- _ASSIGNMENT_:
Pick up the vaccine policy debate below after its last line and carry it forward.

- _TEXT EXCERPT_:
..........

ACIP restructuring as systemic warning
C
The ACIP dismissal is not primarily a story about RFK Jr. — it is a stress test that reveals how fragile the centralized system actually is. If a single HHS secretary can fire 17 expert committee members and restructure a vaccine schedule that cascades into state law and insurance coverage nationwide, then what mandate proponents are defending is not stable scientific consensus. It is a political pressure point waiting to be seized.
L
The conservative framing here is backward. The ACIP scandal doesn't indict centralization — it indicts what happens when political actors attack institutions. A federal judge blocked the restructuring as arbitrary and capricious. The system's guardrails worked. The argument that we should dismantle expert advisory infrastructure because someone tried to corrupt it is like arguing we should abolish courts because judges can be pressured.
C
The court ruling was a procedural check, not a substantive one — it blocked the process, not the outcome. A more careful HHS secretary following proper rulemaking procedure could achieve the same schedule reduction, and there would be no legal remedy. The guardrails stopped the speed, not the direction.
L
That's an argument for stronger procedural guardrails and congressional oversight, not for devolving vaccine policy to 50 state legislatures where anti-vaccine legislators face far less expert resistance than an HHS secretary faces in federal court.
Private employer mandate authority
C
Private employers setting their own vaccine requirements is exactly the kind of decentralized, consent-based arrangement that good governance should protect. A hospital requiring vaccinated nurses, a firm requiring vaccinated client-facing staff — that is market logic working correctly. Montana's sweeping ban on private employer mandates is not defending liberty; it is substituting government paternalism for employer judgment, and that incoherence should embarrass the conservatives championing it.
L
This is a genuine concession worth taking seriously — a conservative explicitly defending employer vaccine mandates and calling their legislative opponents incoherent. San Diego Unified got 99% compliance under its mandate with exemptions intact. If the conservative principle is that employers and schools should decide, and they decide to require vaccination, the policy outcome looks almost identical to what liberals are proposing.
C
Almost identical in outcome, but entirely different in accountability. An employer mandate can be negotiated, litigated, or left through employment choice. A federal mandate offers none of those exits. Decentralization is not just procedural preference — it is the mechanism that keeps the system correctable.
L
Correctable by whom? The employee who needs the job, or the immunocompromised coworker who never gets a vote on the correction? Decentralization distributes power, but it also distributes risk onto the people least able to absorb it.
Childhood vaccine schedule erosion risk
C
The rhetorical momentum using COVID vaccine skepticism to erode confidence in MMR, polio, and pertussis is playing with fire. These are not comparable risk calculations — polio paralyzed tens of thousands of American children annually before vaccination. Only 11.11% of recent state vaccine bills sought to increase requirements. The political system has overcorrected well past what any evidence on COVID justifies.
L
The conservative is right that COVID skepticism is being weaponized against the broader schedule, and the numbers show it: reducing from 18 to 11 diseases while claiming it mirrors Denmark is, as the American Academy of Pediatrics put it, part of 'a decades-long effort to spread fear and falsehoods.' Denmark's schedule reflects independent epidemiological review. The new CDC schedule reflects one man's ideology. These are not equivalent inputs.

..........

- _INFORMATION SUPPLIED_:
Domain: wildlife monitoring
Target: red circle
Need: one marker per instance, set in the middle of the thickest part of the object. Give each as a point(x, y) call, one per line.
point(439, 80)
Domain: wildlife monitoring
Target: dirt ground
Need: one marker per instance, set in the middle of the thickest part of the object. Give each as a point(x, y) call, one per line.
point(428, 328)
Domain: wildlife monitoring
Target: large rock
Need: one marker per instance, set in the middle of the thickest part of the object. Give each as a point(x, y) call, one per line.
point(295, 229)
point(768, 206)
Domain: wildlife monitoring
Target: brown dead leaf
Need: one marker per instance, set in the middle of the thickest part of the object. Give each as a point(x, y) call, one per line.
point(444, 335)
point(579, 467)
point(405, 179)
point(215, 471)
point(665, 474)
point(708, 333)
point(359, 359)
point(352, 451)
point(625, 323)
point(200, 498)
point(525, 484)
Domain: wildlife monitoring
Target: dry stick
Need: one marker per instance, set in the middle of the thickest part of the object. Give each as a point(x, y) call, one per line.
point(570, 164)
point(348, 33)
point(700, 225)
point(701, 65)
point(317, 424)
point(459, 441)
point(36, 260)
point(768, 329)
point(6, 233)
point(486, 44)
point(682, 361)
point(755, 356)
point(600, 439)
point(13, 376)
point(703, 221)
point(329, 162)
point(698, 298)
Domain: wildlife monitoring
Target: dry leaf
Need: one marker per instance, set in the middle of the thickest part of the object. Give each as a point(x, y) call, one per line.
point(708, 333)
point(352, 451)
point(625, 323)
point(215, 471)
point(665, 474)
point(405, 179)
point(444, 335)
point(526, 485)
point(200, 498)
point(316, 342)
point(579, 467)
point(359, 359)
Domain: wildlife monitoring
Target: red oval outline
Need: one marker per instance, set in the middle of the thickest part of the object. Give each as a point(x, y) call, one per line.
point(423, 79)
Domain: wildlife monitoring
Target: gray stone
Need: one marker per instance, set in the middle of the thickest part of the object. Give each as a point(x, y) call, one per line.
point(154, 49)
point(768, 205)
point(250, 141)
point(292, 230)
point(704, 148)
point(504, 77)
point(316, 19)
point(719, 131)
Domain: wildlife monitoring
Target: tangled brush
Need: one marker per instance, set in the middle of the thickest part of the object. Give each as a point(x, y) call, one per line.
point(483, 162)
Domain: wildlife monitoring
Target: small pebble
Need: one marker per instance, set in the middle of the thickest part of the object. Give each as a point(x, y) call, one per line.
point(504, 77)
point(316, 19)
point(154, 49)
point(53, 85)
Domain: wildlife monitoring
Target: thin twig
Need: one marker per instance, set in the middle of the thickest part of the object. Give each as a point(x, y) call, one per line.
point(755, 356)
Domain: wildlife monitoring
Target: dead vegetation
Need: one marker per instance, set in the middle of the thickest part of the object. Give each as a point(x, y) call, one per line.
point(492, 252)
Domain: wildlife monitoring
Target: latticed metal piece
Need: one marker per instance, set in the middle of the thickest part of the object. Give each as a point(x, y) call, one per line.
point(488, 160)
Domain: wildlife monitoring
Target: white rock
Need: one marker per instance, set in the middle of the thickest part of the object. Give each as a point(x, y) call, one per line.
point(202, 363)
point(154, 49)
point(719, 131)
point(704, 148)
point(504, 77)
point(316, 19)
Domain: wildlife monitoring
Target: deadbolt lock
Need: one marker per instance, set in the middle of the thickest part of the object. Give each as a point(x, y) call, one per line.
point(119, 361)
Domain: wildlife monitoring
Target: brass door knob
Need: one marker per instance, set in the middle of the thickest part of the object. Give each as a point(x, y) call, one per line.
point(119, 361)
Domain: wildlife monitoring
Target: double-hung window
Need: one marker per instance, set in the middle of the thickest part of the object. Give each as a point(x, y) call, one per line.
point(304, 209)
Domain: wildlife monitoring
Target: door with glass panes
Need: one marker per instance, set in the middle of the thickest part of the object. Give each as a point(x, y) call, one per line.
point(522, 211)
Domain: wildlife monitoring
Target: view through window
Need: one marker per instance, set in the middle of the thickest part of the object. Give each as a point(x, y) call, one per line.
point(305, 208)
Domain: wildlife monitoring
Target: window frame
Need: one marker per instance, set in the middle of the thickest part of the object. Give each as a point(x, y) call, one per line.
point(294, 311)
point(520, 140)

..........

- _EXERCISE ANSWER_:
C
Agreed on the Denmark misdirection — but the liberal response cannot just be 'trust the institution.' The institution just failed a basic stress test. The answer is to rebuild state-level school-entry requirements for the established schedule, independent of whatever the federal advisory structure does next.
L
State-level requirements directly depend on the federal schedule for their scientific grounding and insurance coverage triggers — you cannot fully decouple them. Rebuilding the federal institution is not optional; it is the foundation the state system runs on.
Herd immunity as collective obligation
C
The free-rider problem is real: unvaccinated individuals benefit from others' vaccination while contributing nothing to herd immunity. But the honest answer to free-riding is closing philosophical exemption loopholes at the state level — not building a federal system that, as we have just watched, a single official can weaponize. The federalism argument does not require accepting preventable deaths; it requires directing accountability where it is democratically recoverable.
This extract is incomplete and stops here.